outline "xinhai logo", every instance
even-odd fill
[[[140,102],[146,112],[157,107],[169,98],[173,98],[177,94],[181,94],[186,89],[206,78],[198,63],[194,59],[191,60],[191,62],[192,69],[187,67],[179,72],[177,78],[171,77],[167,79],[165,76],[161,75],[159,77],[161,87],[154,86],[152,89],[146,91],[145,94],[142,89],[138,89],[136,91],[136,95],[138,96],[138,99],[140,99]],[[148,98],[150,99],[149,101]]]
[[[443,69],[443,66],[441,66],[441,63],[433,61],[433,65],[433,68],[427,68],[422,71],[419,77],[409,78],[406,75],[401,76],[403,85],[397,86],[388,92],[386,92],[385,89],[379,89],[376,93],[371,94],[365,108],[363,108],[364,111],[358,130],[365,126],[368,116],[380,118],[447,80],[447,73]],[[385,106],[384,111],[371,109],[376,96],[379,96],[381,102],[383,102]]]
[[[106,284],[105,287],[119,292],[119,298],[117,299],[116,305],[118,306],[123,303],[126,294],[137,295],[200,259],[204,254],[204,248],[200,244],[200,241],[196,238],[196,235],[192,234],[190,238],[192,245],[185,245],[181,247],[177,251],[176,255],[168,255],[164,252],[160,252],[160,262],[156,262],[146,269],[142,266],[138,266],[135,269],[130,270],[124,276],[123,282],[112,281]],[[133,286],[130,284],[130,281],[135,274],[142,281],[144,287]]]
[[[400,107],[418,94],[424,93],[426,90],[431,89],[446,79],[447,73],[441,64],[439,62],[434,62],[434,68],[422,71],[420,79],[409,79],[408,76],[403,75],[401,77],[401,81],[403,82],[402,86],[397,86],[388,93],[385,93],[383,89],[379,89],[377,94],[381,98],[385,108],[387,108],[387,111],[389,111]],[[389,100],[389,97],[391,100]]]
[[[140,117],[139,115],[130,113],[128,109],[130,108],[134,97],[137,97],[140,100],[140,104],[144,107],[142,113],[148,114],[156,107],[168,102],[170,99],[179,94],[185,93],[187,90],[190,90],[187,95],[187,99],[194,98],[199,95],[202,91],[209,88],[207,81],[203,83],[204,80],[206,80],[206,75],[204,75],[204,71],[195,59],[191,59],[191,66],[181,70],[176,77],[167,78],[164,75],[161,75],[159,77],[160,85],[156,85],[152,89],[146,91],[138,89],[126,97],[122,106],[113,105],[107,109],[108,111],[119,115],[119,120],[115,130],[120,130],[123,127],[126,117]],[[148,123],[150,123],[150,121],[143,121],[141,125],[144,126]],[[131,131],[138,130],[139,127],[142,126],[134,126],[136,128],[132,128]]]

...

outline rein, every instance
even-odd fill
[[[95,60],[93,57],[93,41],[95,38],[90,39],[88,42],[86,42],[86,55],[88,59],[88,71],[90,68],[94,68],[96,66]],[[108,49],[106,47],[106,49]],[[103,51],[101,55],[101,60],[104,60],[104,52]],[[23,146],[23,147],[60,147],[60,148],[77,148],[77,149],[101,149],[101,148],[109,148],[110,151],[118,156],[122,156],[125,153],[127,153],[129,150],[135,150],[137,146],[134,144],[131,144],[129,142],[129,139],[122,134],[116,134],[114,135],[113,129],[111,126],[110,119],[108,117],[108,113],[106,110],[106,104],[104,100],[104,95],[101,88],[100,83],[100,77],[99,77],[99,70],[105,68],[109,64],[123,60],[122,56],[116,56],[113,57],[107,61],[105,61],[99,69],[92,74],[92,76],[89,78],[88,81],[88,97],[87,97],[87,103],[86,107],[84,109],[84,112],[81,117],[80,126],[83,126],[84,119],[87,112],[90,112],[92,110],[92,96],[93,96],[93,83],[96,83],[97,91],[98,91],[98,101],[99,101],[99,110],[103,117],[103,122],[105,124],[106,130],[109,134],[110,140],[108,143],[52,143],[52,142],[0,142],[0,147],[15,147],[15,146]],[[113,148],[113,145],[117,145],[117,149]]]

---

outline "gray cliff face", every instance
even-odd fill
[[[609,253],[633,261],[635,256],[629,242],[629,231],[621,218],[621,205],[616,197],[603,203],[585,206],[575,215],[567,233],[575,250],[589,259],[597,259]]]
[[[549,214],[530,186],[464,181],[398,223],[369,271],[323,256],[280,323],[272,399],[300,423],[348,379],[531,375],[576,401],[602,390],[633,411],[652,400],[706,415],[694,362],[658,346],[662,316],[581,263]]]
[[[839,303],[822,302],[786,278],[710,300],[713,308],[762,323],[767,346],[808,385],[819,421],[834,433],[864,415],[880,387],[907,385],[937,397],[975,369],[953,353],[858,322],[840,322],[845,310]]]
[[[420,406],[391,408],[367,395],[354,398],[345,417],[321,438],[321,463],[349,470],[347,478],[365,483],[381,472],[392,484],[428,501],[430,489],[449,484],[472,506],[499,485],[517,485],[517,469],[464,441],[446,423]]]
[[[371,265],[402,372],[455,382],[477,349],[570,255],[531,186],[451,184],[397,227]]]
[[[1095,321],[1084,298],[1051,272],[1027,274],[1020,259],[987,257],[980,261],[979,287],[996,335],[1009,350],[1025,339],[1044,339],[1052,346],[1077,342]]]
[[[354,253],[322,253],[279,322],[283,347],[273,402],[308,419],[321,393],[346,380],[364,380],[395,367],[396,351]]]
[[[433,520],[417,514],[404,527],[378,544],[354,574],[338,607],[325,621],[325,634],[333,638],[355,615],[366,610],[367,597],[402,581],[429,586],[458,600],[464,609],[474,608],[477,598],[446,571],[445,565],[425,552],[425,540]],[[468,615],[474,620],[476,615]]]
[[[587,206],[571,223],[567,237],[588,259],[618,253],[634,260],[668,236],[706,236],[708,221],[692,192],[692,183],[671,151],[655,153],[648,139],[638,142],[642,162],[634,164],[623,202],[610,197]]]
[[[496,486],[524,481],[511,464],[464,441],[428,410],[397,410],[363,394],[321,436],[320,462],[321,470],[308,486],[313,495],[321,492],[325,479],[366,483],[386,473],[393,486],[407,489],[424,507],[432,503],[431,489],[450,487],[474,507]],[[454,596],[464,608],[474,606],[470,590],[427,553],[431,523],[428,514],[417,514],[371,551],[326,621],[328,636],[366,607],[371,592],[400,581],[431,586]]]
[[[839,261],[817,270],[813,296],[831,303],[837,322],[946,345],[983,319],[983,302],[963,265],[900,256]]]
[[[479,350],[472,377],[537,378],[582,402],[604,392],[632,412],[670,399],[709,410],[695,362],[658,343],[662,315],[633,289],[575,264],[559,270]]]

DIRECTIONS: Identify the lines above that contain the word "instance", then copy them.

RESULT OF THE TASK:
outline "xinhai logo", every instance
outline rein, every instance
outline "gray cliff face", every instance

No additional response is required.